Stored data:
=====
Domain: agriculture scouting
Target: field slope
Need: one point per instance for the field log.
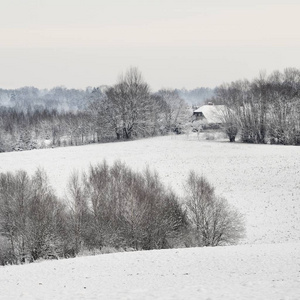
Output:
(261, 181)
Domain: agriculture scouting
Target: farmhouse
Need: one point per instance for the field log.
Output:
(209, 114)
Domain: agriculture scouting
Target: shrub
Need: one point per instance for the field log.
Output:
(213, 220)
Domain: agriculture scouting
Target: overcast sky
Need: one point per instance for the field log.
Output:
(174, 43)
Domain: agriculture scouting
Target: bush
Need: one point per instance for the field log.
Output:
(214, 222)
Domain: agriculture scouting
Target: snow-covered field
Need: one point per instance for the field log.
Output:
(261, 181)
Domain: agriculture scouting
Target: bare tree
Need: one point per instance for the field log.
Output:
(214, 221)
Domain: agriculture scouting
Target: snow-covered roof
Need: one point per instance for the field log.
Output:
(212, 113)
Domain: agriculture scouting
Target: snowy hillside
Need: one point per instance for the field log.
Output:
(261, 181)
=====
Turn every line of the listing above into a numbered list, skipping any blank lines and leaving out the picture.

(Answer in full)
1. Domain: agriculture scouting
2. Target: field slope
3. Need: one point per instance for the field log.
4. Output:
5. (261, 181)
6. Domain: agriculture scouting
7. Target: farmhouse
8. Need: one point per instance for the field log.
9. Output:
10. (209, 114)
11. Domain: agriculture scouting
12. Target: shrub
13. Need: one point per instance for the field log.
14. Output:
15. (213, 220)
16. Domain: agriculture scouting
17. Target: overcast sky
18. Need: one point per instance for the field log.
19. Output:
20. (174, 43)
21. Domain: agriculture scouting
22. Target: bush
23. Need: one point per instance for the field log.
24. Output:
25. (214, 222)
26. Domain: agriculture scouting
27. Target: snow-covered field
28. Need: one point per instance for the field log.
29. Output:
30. (261, 181)
31. Domain: agriculture scouting
32. Target: bare tree
33. Need: one point per instance for the field log.
34. Output:
35. (214, 221)
36. Domain: agriculture scouting
37. Target: snow-covered roof
38. Need: one point per instance for the field log.
39. Output:
40. (212, 113)
41. Domain: agriculture scouting
42. Target: snowy hillside
43. Need: one point per instance for the field log.
44. Output:
45. (261, 181)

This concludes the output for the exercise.